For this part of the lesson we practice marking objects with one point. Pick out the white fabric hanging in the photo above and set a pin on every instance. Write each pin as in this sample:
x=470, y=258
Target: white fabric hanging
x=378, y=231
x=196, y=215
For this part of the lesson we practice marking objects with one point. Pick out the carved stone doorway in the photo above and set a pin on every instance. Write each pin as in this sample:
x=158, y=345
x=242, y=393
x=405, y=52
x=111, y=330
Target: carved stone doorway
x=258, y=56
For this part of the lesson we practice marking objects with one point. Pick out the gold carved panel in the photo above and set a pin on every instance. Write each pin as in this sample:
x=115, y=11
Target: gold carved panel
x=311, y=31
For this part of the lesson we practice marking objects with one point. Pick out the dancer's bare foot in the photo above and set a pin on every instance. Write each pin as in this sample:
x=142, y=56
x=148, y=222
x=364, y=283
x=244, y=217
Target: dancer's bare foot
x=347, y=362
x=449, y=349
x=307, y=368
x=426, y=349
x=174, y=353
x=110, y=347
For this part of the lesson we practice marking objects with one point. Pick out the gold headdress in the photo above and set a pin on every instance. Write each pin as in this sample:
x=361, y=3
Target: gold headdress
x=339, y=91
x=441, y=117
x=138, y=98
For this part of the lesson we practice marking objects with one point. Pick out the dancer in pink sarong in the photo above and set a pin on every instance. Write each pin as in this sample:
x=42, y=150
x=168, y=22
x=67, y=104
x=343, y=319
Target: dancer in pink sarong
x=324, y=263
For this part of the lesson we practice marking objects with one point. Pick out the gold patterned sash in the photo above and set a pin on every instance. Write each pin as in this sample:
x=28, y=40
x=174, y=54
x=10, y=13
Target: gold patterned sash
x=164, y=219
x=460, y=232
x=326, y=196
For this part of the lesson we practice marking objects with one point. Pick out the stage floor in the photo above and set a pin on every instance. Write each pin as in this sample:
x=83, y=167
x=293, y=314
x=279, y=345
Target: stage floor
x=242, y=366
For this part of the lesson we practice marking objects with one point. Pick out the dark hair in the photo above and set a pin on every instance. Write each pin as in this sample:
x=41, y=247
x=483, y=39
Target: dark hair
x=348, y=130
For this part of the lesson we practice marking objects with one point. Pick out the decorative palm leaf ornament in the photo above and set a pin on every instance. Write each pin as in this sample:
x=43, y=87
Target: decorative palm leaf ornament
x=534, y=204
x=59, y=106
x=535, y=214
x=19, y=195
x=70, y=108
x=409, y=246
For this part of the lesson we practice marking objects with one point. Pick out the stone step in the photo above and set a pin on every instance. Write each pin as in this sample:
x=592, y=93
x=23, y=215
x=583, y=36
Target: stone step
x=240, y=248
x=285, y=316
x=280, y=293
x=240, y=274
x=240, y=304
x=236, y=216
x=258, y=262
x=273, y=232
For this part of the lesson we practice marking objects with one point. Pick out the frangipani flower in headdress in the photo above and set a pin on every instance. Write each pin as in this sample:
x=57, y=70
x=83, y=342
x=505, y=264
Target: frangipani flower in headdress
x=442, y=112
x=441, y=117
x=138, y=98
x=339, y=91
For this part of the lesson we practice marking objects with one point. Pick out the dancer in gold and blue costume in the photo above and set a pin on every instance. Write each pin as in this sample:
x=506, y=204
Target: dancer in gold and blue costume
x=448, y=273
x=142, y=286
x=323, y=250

What to work on: Each line between the start of the listing above and the line containing "x=168, y=22", with both ends counted, is to be set down unchanged.

Answer for the task:
For this part of the lesson we practice marking objects with one point. Pick out the white fabric hanging in the photo above and set a pin on every instance. Write each pin as in this sample:
x=470, y=258
Target: white fabric hanging
x=378, y=231
x=196, y=215
For this part of the lesson we practice marking objects with one point. Pick out the carved stone doorway in the photo above and set a pin on every instance. Write each pin as in this sample:
x=158, y=345
x=242, y=393
x=405, y=52
x=111, y=330
Target: carved stone doorway
x=258, y=56
For this part of the lesson we practice marking objects with one point. Pick out the gold carved panel in the photo above and set a pin on every instance. Write each pin as in this sample:
x=115, y=11
Target: gold carved panel
x=311, y=31
For this part of the lesson we practice marking objects with one point. Pick out the dancer's bare foot in the photo above and set a pin on every instance. Write each pin as in this sample:
x=142, y=56
x=148, y=222
x=364, y=283
x=244, y=217
Target: dancer's bare foot
x=347, y=362
x=449, y=349
x=307, y=368
x=426, y=349
x=174, y=353
x=110, y=347
For this part of the lesson we practice marking objects with one point. Pick out the gold headdress in the photo above and set a pin on every instance. Write each pin as in this sample:
x=361, y=3
Target: gold headdress
x=339, y=91
x=441, y=117
x=138, y=98
For this part of the lesson we practice marking objects with one point. Pick out the dancer in pink sarong in the photo above and set a pin on every instance. Write each pin as in this sample:
x=42, y=150
x=168, y=22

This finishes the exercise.